Фрагмент:
Политика по Наполеону есть «искусство достигать намеченной цели наличными
средствами». Было важно из общения с массами знать, какой материал массы из
себя представляли и какие средства они давали нам для борьбы. Если бы мы на
это обращали больше внимания, мы избегли бы многих ошибок, вроде знаменитого
Выборгского воззвания.
{350} Что думал тогда обыватель? Конечно, он был недоволен, был в оппозиции.
Могло ли быть иначе? 80-ые и 90-ые годы шли вразрез с естественным ходом
развития, на которое Россия вступила в 60-ые годы. Крестьяне о крепостном
своем состоянии уже забыли, составляли себе имущества вне надельных земель,
но оставались неполноправными, подчинялись сельскому обществу, а вместо
закона «обычному праву», т. е. часто произволу сельских властей. Рос
торговый и промышленный капитал, получал в жизни страны преобладающее
значение, а между тем местное самоуправление строилось на одних
землевладельцах. И главное, надо всем была всемогущая, бесконтрольная
государственная власть, на которую управы найти было нельзя и перед которой
все чувствовали себя беззащитными. Обыватель понимал, что власть его
интересы не защищает, о его бедах и нуждах забыла. Если повсюду за трудность
жизни обвиняют правительство, то в России это было естественнее, чем где бы
то ни было. Нигде власть государства не была так всемогуща, от всех так
независима. Потому в глазах обывателя она одна и должна была за всё отвечать
и каждый за свои беды винил именно власть. После 17 октября он узнал, что
прежнее неограниченное господство власти кончается и стал с нетерпением
ждать перемен. С разных сторон незнакомые ему раньше политики стали
приходить к нему с обещаниями и заманчивыми перспективами. Их приносила с
собой и кадетская партия. Ее программа шла в том направлении, которое тогда
всем без исключения казалось желательным: свобода, огражденность прав
человека, социальная справедливость. Эта общая программа меня с партией
крепко связала и в этом у меня с ней никогда разногласия не было.
Оно вытекало из других оснований. Нас разделяло отношение к средствам борьбы
за эти начала в {351} тех новых условиях, которые нам дала конституция;
проще говоря, в нашем отношении к желательности и возможности у нас
революции. Не хочу этим сказать, будто кадетские лидеры ее хотели, и даже
просто с нею мирились, как с неизбежностью; но в отличие от меня они ее не
боялись. Одни просто потому, что в ее возможность не верили; другие
рассчитывали, что революцию можно было использовать против власти, а потом
остановить в самом начале. А так как угроза революции могла заставить власть
идти на уступки, то они эту карту продолжали играть, не отдавая себе отчета,
что играют с огнем. Революционеров они продолжали считать не врагами
конституционного строя, а «союзниками слева»; так было сказано в речи П. Н.

Сохранённые записи:

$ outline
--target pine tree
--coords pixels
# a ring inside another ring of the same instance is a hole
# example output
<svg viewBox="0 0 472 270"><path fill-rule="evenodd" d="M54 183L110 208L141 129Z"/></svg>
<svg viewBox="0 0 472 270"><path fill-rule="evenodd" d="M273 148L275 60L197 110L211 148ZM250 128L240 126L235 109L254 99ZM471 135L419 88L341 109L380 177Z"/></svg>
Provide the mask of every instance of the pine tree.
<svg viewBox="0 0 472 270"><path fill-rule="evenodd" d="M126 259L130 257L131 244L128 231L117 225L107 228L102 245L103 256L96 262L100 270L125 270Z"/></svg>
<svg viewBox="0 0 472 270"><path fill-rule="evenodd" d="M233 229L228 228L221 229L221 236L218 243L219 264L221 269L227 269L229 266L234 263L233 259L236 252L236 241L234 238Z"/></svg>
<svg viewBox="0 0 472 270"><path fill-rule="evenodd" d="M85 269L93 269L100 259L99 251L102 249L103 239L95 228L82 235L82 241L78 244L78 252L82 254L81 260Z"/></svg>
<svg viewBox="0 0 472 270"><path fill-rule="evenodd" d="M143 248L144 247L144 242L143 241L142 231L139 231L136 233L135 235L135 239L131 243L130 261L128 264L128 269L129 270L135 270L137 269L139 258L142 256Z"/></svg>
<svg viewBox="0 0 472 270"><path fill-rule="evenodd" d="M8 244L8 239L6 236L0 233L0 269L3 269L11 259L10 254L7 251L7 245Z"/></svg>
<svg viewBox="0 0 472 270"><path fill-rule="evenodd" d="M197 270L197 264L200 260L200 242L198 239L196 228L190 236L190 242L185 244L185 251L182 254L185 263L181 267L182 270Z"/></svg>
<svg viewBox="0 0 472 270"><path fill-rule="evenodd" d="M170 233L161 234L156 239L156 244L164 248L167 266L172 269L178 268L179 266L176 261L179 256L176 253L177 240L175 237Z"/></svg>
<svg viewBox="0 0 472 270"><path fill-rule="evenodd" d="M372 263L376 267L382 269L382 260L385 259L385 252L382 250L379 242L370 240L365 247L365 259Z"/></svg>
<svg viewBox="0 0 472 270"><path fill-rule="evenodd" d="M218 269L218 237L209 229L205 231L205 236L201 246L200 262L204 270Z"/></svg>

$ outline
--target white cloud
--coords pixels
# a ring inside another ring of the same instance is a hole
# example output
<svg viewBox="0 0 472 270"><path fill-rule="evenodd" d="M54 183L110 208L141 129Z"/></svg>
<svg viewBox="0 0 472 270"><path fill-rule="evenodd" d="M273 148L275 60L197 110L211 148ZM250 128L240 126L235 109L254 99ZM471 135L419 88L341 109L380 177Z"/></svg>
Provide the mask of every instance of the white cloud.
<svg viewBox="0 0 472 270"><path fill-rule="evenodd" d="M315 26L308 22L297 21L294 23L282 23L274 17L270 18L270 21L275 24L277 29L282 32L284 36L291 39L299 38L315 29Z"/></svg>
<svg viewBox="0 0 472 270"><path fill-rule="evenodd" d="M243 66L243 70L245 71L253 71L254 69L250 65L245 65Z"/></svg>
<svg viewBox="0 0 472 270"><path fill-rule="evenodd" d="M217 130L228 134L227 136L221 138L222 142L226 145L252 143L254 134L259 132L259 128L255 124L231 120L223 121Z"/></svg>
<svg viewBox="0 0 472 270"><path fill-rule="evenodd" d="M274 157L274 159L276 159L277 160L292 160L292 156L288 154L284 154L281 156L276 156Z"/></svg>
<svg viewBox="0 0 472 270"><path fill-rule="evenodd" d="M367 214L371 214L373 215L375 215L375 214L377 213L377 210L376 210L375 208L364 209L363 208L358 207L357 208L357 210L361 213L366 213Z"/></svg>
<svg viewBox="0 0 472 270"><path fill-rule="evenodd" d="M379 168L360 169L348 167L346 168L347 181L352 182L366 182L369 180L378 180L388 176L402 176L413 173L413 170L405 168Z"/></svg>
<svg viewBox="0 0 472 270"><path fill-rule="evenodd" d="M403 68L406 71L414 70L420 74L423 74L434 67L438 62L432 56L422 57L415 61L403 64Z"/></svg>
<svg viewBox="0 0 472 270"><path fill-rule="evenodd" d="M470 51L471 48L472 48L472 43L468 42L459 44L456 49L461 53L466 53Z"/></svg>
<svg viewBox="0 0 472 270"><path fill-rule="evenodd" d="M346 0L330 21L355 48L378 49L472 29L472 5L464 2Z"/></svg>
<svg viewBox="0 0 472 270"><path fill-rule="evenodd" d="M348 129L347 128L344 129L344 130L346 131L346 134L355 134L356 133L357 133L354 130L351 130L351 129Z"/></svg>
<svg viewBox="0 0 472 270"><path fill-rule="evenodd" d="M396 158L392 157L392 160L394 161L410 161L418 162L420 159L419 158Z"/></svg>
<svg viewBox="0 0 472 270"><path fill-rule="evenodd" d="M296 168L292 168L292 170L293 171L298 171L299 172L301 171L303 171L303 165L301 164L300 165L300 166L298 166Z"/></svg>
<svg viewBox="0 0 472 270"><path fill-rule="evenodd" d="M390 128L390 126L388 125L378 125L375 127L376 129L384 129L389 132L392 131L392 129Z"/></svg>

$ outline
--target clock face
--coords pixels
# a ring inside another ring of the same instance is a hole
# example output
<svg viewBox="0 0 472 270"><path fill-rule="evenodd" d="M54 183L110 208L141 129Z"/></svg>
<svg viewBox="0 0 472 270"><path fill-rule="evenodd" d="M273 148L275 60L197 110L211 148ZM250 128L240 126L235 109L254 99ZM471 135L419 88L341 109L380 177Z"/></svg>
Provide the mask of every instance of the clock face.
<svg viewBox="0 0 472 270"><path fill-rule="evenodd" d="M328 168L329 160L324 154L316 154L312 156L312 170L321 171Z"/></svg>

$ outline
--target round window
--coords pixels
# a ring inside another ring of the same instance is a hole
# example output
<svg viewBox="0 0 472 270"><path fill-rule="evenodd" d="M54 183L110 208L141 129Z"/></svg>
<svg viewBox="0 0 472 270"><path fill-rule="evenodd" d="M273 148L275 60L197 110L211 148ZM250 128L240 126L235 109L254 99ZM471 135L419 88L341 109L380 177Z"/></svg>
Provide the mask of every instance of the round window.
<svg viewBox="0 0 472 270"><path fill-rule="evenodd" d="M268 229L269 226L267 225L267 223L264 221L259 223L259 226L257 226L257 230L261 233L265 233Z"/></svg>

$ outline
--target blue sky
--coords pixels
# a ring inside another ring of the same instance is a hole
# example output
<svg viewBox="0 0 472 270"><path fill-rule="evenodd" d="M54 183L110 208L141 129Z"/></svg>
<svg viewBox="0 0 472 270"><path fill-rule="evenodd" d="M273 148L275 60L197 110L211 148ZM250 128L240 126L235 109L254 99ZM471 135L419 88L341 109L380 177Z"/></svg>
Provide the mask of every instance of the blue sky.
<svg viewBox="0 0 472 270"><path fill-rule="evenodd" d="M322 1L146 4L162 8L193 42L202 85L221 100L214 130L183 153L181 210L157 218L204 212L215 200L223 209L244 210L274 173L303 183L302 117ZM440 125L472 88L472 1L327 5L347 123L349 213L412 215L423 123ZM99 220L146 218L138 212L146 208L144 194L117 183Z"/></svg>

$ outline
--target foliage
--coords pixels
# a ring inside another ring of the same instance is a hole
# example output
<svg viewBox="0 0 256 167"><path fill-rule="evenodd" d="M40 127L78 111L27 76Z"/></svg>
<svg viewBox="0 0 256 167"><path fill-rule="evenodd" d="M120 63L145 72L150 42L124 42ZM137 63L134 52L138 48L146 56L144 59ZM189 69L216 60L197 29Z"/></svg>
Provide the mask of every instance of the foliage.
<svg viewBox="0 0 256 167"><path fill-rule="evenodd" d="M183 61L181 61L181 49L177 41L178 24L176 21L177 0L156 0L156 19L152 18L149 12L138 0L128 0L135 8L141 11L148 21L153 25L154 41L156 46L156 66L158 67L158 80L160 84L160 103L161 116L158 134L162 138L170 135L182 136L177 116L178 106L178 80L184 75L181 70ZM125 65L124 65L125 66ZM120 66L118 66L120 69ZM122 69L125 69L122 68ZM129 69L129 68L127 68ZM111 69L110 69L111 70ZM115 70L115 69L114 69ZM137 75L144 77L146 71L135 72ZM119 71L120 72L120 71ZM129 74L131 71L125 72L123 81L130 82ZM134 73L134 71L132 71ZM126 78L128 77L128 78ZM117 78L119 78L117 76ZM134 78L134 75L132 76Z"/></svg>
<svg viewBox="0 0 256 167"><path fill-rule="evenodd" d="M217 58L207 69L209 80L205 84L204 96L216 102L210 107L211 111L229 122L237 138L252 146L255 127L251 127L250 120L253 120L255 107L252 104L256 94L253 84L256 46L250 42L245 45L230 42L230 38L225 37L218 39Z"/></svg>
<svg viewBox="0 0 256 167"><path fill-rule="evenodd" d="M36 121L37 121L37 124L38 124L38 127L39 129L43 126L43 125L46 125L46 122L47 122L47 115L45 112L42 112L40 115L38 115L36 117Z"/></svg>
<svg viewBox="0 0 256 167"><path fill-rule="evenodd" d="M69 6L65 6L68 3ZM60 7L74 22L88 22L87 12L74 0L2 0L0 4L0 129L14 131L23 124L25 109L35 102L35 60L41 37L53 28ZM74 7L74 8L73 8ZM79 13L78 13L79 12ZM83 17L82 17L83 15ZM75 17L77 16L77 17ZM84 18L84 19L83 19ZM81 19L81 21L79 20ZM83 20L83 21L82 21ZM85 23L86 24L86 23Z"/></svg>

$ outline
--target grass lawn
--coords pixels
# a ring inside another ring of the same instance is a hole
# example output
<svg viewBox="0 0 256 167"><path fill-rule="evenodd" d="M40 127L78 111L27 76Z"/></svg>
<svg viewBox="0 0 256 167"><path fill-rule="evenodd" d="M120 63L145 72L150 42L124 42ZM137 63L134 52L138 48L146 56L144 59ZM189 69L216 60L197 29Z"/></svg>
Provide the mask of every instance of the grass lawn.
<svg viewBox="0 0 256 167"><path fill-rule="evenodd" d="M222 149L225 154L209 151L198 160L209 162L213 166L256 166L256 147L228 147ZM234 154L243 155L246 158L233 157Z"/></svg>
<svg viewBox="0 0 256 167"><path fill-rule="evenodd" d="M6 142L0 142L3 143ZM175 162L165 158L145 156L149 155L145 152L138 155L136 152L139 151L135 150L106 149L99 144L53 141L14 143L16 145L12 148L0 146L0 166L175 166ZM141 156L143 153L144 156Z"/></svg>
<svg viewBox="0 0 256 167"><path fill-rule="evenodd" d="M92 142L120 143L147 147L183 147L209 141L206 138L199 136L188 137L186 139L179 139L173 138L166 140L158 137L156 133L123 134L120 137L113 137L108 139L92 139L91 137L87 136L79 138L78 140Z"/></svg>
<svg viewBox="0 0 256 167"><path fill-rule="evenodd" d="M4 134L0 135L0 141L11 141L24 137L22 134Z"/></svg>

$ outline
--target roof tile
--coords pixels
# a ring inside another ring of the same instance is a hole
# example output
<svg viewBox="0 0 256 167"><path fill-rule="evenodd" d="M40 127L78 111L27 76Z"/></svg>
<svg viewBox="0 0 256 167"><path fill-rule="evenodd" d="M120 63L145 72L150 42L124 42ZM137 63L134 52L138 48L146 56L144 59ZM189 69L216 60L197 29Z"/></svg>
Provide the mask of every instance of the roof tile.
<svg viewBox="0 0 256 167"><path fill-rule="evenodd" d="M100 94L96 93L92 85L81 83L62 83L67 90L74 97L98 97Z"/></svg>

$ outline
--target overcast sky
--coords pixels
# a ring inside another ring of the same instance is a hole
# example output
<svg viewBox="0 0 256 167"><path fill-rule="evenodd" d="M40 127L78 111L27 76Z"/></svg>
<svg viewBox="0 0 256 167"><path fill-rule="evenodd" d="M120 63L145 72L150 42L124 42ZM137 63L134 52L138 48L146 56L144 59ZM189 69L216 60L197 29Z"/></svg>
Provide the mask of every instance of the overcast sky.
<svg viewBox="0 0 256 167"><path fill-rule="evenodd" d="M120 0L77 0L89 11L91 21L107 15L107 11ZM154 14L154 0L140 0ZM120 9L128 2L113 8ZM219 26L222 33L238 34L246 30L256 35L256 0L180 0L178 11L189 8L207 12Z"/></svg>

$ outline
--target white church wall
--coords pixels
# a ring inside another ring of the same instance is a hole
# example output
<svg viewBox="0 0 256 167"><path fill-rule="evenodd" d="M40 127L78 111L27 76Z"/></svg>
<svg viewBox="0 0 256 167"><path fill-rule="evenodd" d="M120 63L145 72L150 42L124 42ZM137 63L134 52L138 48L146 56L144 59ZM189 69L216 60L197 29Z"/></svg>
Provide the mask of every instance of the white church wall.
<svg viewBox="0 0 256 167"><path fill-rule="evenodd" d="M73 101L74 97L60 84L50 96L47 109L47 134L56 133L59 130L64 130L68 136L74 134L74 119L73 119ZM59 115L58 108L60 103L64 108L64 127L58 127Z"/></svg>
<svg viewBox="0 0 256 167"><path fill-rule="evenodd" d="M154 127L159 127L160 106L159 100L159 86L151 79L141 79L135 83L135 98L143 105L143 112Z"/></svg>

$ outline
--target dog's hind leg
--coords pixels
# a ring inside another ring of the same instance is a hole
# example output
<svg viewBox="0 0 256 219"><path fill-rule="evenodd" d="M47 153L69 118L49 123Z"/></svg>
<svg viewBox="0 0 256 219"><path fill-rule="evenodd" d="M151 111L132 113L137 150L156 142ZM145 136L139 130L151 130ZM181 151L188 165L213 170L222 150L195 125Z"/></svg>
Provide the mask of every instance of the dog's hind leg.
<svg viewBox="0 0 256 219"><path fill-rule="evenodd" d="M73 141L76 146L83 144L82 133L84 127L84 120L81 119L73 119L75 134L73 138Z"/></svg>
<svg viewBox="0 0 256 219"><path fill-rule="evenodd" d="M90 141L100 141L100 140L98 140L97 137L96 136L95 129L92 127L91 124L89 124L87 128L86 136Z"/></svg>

Задание 1: Переименуйте «pine tree» в «spruce tree» в записях, начиная с самого начала и заканчивая строкой с «Provide the mask of every instance of the pine». Приведите только эти строки, в остальном без изменений.
Задание 2: Продолжите фрагмент о разногласиях с кадетской партией по поводу средств политической борьбы, начав сразу после последних приведённых слов.

Письменный ответ 1:
$ outline
--target spruce tree
--coords pixels
# a ring inside another ring of the same instance is a hole
# example output
<svg viewBox="0 0 472 270"><path fill-rule="evenodd" d="M54 183L110 208L141 129Z"/></svg>
<svg viewBox="0 0 472 270"><path fill-rule="evenodd" d="M273 148L275 60L197 110L211 148ZM250 128L240 126L235 109L254 99ZM471 135L419 88L341 109L380 177Z"/></svg>
Provide the mask of every instance of the spruce tree.

Письменный ответ 2:
Милюкова, произнесенной на Учредительном съезде партии и напечатанной потом
вместе с нашей партийной программой. Позднее, уже в 1-ой Государственной
Думе, которой кадетская партия руководила тогда, она отказалась вынести даже
на будущее время моральное осуждение террору, как средству борьбы, и это в
момент, когда за прошлое она для всех просила амнистии.
У меня лично было другое отношение к революции. Я считал ее не только
«несчастьем», но и очень реальной опасностью. Разумею революцию, как
крушение существующей власти, создание на ее месте новой, преемственно с нею
не связанной, созданной якобы непосредственной волей народа, а не только
радикальную перемену «политики» в существующем строе, вызванную давлением
населения, хотя бы таким действительным, как 11 марта 1801 г., или всеобщая
забастовка в октябре 1905 г. Настоящая революция, как это случилось в 1917
г., могла оказаться для правового порядка не меньшей опасностью, а потому не
меньшим врагом, чем самодержавие, которое само, хотя и против желания, но
уже ограничило себя конституцией.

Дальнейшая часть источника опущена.